▶ [Goal]: Show every line of the data below that contains the string "camouflage".

● ● ● ● ● ● ●

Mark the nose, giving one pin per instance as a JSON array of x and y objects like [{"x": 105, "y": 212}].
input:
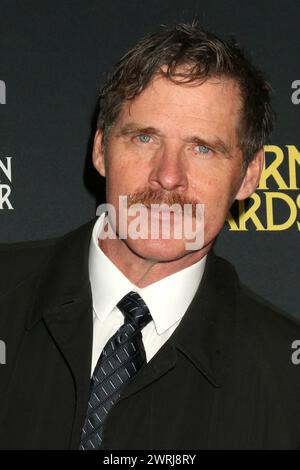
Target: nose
[{"x": 169, "y": 172}]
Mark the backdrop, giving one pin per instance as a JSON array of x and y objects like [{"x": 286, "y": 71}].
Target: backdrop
[{"x": 54, "y": 56}]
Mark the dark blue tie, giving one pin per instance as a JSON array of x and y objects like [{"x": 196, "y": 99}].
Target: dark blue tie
[{"x": 120, "y": 360}]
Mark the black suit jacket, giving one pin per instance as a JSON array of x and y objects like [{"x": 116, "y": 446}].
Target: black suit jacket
[{"x": 224, "y": 379}]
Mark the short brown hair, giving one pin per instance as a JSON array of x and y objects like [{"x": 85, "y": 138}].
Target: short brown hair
[{"x": 206, "y": 55}]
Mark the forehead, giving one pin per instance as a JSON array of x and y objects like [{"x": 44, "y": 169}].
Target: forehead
[{"x": 212, "y": 105}]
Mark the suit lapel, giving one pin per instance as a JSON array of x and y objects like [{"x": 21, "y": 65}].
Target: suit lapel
[
  {"x": 64, "y": 301},
  {"x": 206, "y": 333}
]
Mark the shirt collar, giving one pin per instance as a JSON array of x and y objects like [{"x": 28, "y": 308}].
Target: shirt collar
[{"x": 167, "y": 299}]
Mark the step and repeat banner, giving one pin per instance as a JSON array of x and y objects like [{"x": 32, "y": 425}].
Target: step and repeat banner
[{"x": 54, "y": 57}]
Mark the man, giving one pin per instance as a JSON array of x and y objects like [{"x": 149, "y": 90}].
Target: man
[{"x": 140, "y": 342}]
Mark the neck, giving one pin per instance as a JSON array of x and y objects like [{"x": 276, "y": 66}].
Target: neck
[{"x": 141, "y": 271}]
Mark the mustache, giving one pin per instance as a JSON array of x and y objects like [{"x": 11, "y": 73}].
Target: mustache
[{"x": 149, "y": 196}]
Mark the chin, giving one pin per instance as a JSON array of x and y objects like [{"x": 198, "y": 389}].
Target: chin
[{"x": 158, "y": 250}]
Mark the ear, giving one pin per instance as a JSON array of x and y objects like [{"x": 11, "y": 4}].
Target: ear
[
  {"x": 252, "y": 176},
  {"x": 98, "y": 152}
]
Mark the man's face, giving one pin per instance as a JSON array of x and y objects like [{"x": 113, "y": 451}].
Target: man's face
[{"x": 178, "y": 143}]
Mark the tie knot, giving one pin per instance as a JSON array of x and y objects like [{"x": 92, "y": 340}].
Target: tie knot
[{"x": 134, "y": 309}]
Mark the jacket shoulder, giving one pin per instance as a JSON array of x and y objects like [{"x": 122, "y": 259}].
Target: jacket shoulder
[{"x": 20, "y": 260}]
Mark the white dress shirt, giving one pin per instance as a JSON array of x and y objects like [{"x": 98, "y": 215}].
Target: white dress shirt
[{"x": 167, "y": 299}]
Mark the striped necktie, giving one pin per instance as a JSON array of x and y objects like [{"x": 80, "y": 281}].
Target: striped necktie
[{"x": 120, "y": 360}]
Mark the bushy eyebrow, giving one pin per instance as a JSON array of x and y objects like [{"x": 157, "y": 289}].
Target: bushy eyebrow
[
  {"x": 214, "y": 143},
  {"x": 133, "y": 128}
]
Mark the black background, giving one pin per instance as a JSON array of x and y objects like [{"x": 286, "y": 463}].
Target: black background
[{"x": 54, "y": 56}]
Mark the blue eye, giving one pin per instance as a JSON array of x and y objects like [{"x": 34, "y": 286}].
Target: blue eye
[
  {"x": 144, "y": 138},
  {"x": 202, "y": 149}
]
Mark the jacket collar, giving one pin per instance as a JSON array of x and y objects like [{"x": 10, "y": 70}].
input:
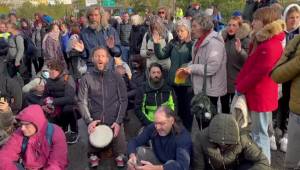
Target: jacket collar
[{"x": 270, "y": 30}]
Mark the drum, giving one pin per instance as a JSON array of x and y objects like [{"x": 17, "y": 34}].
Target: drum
[{"x": 101, "y": 137}]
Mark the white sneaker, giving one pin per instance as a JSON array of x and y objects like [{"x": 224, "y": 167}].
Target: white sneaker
[
  {"x": 283, "y": 144},
  {"x": 273, "y": 143}
]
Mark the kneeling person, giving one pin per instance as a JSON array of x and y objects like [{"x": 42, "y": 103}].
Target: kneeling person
[
  {"x": 171, "y": 144},
  {"x": 222, "y": 146}
]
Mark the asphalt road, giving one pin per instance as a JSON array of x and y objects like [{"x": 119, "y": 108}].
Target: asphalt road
[{"x": 78, "y": 152}]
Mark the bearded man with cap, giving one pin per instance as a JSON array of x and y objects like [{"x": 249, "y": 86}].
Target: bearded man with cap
[{"x": 154, "y": 93}]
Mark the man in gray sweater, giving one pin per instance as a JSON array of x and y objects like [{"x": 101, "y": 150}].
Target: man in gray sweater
[{"x": 102, "y": 98}]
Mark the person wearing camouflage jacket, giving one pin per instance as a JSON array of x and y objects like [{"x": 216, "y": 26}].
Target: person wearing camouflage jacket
[{"x": 222, "y": 146}]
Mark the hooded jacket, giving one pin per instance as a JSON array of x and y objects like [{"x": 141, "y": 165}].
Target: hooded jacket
[
  {"x": 148, "y": 99},
  {"x": 38, "y": 155},
  {"x": 223, "y": 129},
  {"x": 253, "y": 80},
  {"x": 290, "y": 34},
  {"x": 236, "y": 60},
  {"x": 102, "y": 96},
  {"x": 179, "y": 54},
  {"x": 288, "y": 69},
  {"x": 211, "y": 52}
]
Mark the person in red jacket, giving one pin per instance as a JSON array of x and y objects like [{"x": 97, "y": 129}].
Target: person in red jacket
[
  {"x": 254, "y": 81},
  {"x": 40, "y": 151}
]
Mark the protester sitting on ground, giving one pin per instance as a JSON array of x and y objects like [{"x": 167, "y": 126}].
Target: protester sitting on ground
[
  {"x": 33, "y": 91},
  {"x": 171, "y": 144},
  {"x": 59, "y": 100},
  {"x": 223, "y": 146},
  {"x": 36, "y": 144}
]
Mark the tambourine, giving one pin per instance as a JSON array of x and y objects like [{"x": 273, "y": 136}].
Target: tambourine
[{"x": 101, "y": 137}]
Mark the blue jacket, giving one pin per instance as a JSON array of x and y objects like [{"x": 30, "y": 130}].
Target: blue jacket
[
  {"x": 176, "y": 147},
  {"x": 94, "y": 38}
]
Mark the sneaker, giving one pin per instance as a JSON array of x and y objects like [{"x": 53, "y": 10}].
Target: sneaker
[
  {"x": 72, "y": 137},
  {"x": 120, "y": 161},
  {"x": 283, "y": 144},
  {"x": 94, "y": 161},
  {"x": 273, "y": 143}
]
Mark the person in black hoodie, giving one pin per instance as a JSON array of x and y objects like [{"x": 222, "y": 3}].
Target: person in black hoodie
[
  {"x": 154, "y": 93},
  {"x": 59, "y": 100}
]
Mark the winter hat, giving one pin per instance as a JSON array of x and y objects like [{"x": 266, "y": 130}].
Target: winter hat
[{"x": 184, "y": 22}]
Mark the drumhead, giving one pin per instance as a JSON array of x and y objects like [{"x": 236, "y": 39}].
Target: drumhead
[{"x": 101, "y": 137}]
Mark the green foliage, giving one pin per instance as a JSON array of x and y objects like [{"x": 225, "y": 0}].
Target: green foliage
[{"x": 57, "y": 11}]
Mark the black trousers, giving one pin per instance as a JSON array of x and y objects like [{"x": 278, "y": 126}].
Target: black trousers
[{"x": 184, "y": 95}]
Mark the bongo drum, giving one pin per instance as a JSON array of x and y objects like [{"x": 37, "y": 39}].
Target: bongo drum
[{"x": 101, "y": 137}]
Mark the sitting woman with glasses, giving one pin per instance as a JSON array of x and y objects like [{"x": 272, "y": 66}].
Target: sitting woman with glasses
[{"x": 36, "y": 144}]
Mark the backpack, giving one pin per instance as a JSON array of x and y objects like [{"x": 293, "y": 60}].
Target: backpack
[
  {"x": 30, "y": 49},
  {"x": 49, "y": 135}
]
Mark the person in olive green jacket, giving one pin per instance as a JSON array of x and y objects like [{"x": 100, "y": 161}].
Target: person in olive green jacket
[
  {"x": 179, "y": 51},
  {"x": 288, "y": 69},
  {"x": 222, "y": 146}
]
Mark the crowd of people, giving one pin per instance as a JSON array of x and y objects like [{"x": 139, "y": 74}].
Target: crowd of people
[{"x": 208, "y": 94}]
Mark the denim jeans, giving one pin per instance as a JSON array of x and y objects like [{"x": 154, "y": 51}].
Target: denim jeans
[
  {"x": 292, "y": 159},
  {"x": 259, "y": 131}
]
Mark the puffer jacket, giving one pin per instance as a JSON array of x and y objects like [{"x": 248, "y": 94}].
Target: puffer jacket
[
  {"x": 148, "y": 99},
  {"x": 223, "y": 129},
  {"x": 211, "y": 52},
  {"x": 288, "y": 69},
  {"x": 102, "y": 96},
  {"x": 254, "y": 78},
  {"x": 236, "y": 60},
  {"x": 39, "y": 154}
]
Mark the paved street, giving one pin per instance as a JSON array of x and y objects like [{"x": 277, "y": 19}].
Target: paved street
[{"x": 78, "y": 152}]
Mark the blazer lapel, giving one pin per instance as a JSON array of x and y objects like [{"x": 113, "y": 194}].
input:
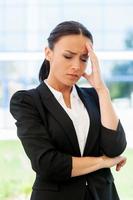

● ● ● ● ● ● ●

▶ [Exercise solution]:
Mark the person wearing camouflage jacket, giving one pin per instance as a JSON array of x and y objects like [{"x": 216, "y": 26}].
Target: person wearing camouflage jacket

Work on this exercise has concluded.